Num primeiro momento, o desempenho do Nordeste na eleição para a CF parece mais consistente com o voto presidencial: 1/3 da bancada nacional do “bloco de esquerda” tem por origem esta região. Mas este valor se explica em parte pelo tamanho absoluto da representação desta região: 151 deputados, 29,43% do total. Se tomamos a participação dos eleitos no “bloco de esquerda” apenas na bancada do NE, o percentual mostra-se mais modesto 27,15%. Esta percentagem é inferior à representação bolsonarista da bancada nordestina: 37,75%. Somada à “terceira via conservadora”, temos 61,59%: quase 2 em cada 3 deputados da representação do NE na CF está no campo da direita. Alguns casos são muito reveladores desta discrepância entre o voto majoritário e proporcional. Dos 12 deputados a que a Paraíba faz jus, 9 dentre os eleitos são do “bloco bolsonarista”, 1 é da “terceira via conservadora” e apenas 2 do “bloco de esquerda”. Note-se que já no primeiro turno Lula havia obtido 64,21% dos votos nesta UF. No Sergipe (onde Lula fez 63,2% dos votos no primeiro turno), os blocos “bolsonarista e terceira via conservadora” fizeram 87,5% da bancada estadual, cabendo um único deputado ao “bloco de esquerda”. Mesmo na Bahia – responsável pela eleição de Lula, ao superar isoladamente a diferença pró-Bolsonaro da soma das 26 outras UFs no segundo turno – a performance do “bloco de esquerda” foi apenas razoável. Esta UF elegeu 12 deputados de primeiro. Mas faz jus a 39 representantes e elegeu 10 deputados do “bloco bolsonarista” e 12 deputados da “terceira via conservadora”. O mínimo que podemos dizer é que, no Nordeste, o voto em Lula não vem acompanhado, necessariamente de um voto em candidatos de esquerda no plano mais geral.

> [A tarefa]:
Dê continuidade ao texto sobre a eleição de deputados no Nordeste, começando logo após a última frase apresentada.

> [Trecho dos dados]:
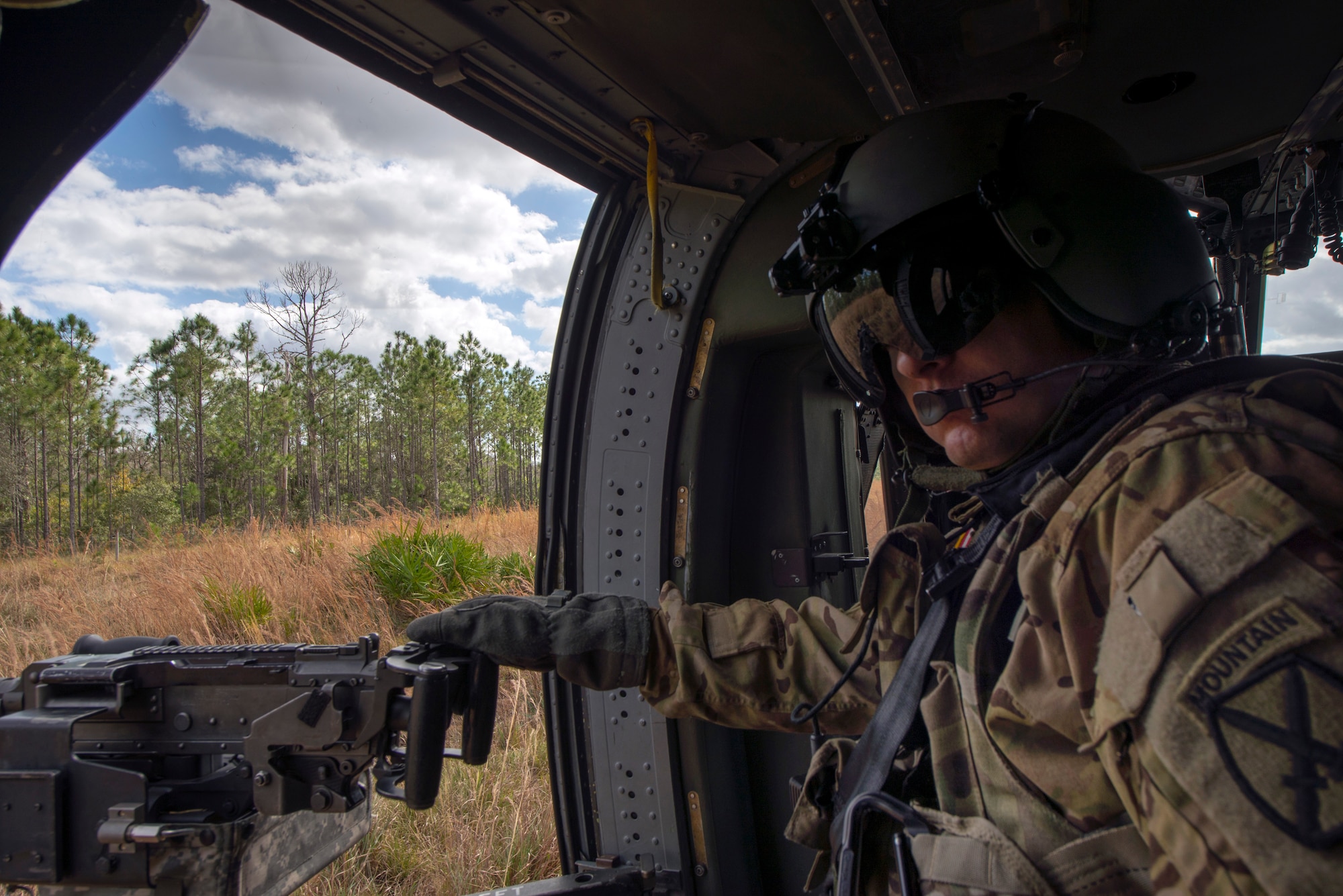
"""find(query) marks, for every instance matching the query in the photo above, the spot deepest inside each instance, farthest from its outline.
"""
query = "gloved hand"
(597, 640)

> [Resultado do exercício]:
Avancemos agora para o Sul. Dos 77 deputados a que fazem jus PR, SC e RS, 18 (23,38%) são de partidos incluídos no “bloco de esquerda”. Esta percentagem, contudo, é viesada pelo voto catarinense, UF que, já no primeiro turno, deu 62,21% dos votos a Bolsonaro. Se tomamos apenas o RS, vemos que 9 dos 18 deputados do “bloco de esquerda” foram eleitos nessa UF, o que representa 29,03% da bancada gaúcha, uma percentagem maior do que a média do NE. Além disso, o Sul se destaca por ser a região com menor percentagem nacional (dentre as macrorregiões) de votos em candidatos dos partidos do “bloco bolsonarista”: 32,47% (percentagem que, mais uma vez, é puxada para cima por SC).

O Sudeste, por sua vez, é responsável por 45,08% da bancada nacional do “bloco de esquerda”: 55 em 122 deputados. Esse resultado é indissociável do fato desta ser a região com maior colégio eleitoral: faz jus a 179 deputados. Mas não é só isso: o “bloco de esquerda” corresponde a quase um terço da bancada total do Sudeste (30,73%), a percentagem mais alta de todas as macrorregiões. Mais ainda: a representação de alguns partidos do bloco de esquerda assenta-se quase que integralmente nos três maiores colégios eleitorais, SP, RJ e MG: 91,6% da bancada do PSOL; 71,4% do Avante; 75% do Solidariedade; 100% da bancada do PROS; e 50% da bancada da Rede é composta de deputados eleitos nestes estados. Em suma: sem as UFs que elegeram Zema, Tarcísio e Castro como governadores estaduais, tanto a expressão numérica do “bloco de esquerda” da Câmara Federal seria menor (cairia de 122 para 69 deputados), como sua diversidade interna seria ínfima, pois partidos como PSOL, Avante, PROS e Rede não subsistiriam enquanto organizações viáveis dentro das cláusulas de barreira vigentes atualmente.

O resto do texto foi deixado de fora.